● Проверьте понимание
A: Кем работала Нюрка на заводе, если верить отрывку о Нюрке?
B: Напишите продолжение отрывка о Нюрке, начиная сразу после его последнего предложения.

● Фрагмент страницы

-*-

Рядом со мной умирала совсем еще молодая женщина — Анна. В палате все звали ее Нюркой, потому что так называл ее муж. Ему она оставляла годовалого ребенка. До последней минуты Нюрка не знала, что умирает. Дом ее был в Можайске, там она вместе с мужем работала на заводе: он слесарем, она — токарем. Она была очень хороша собой, болезнь почти не изменила ее внешность. Только кожа лица стала очень бледной и глаза горели, как звезды. Когда меня положили в палату, Нюрка еще ходила, чувствовала себя бодро и даже ухаживала за мной. Она была очень отзывчивой и к тому же сильно привязалась ко мне — сама не знаю почему.

Теперь она угасала на наших глазах, и мы понимали, что врачи бессильны продлить ей жизнь. Муж приезжал к ней часто, хотя чувствовалось, как трудно ему метаться между нею, лежавшей в Москве, работой в Можайске и ребенком, которого взяли в ясли. Он привозил ей бутыли морковного сока и черную икру. Кто знает, чего это ему стоило… Приезжал он всегда в одно и то же время, и мы, вся палата, с нетерпением ждали его. Он входил, и мы потихоньку облегченно вздыхали, а потом отворачивались — не хотели мешать их свиданиям. Какие это были свидания! Это были поединки жизни и смерти. Казалось, две жизни — здоровая и почти угасшая — сливались воедино. И пока они были вместе, эта, вторая, продолжала теплиться.

-*-

● Собранные данные
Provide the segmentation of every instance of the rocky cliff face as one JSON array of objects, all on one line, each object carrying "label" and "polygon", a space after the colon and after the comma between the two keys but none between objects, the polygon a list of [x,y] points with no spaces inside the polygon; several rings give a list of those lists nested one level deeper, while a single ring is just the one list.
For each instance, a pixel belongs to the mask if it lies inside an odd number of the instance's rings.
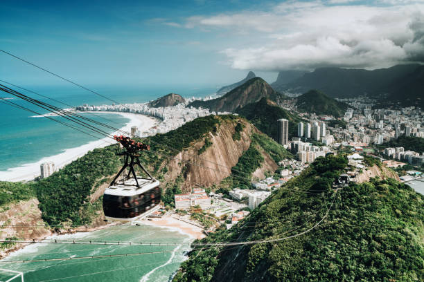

-*-

● Ответы к заданиям
A: Токарем.

B:
Я давно уже знаю, что человек, которому веришь как себе самой, может оставить женщину в беде. Но даже если бы я пережила это не один, а сто раз, все равно не перестала бы верить в любовь и никогда не забуду любви этого простого рабочего парня из Можайска к своей Нюрке.

Но даже такой любви было мало, чтобы совершиться чуду. Когда врачам стало ясно, что близок конец, они оставили мужа в больнице. Он привез из деревни маленькую сухонькую старушку. Нюрка была ее единственной дочерью, единственной отрадой…

Когда Нюрке стало совсем плохо, ее увезли из палаты в кабинет врача, чтобы не тревожить остальных больных. Нюрку провозили мимо моей кровати, и я в последний раз увидела ее и тогда еще ясные, как звезды, глаза. Она спросила:

— Ира, почему меня увозят, может быть, я умираю?

Я ответила ей очень спокойно:

— Что ты болтаешь, Нюрка! Тебе сейчас сделают переливание крови, станет легче, а чтобы мы не мешали заснуть, тебя увозят от нас.

Ночью она умерла.

А утром я увидела Нюркину мать. Она сидела с каменным лицом, неподвижно уставившись выцветшими сухими глазами в одну точку. И мне стало стыдно, что я жива, что пройдут еще сутки, и моя мать обнимет меня и отвезет домой, а не на кладбище…

МИМОЗЫ

Сколько же было за последние два десятилетия минут отчаяния, казавшегося мне не совместимым с жизнью? Сколько раз оказывалась на краю пропасти и даже не всегда было желание удержаться? Не помню, не считала. Лишь одну из таких минут запомнила отчетливо — наверное, потому, что она была последней. С тех пор поняла раз и навсегда: как бы плохо ни было тебе сегодня, завтра может стать лучше. Есть выход из любого положения, нет выхода только из «ниоткуда».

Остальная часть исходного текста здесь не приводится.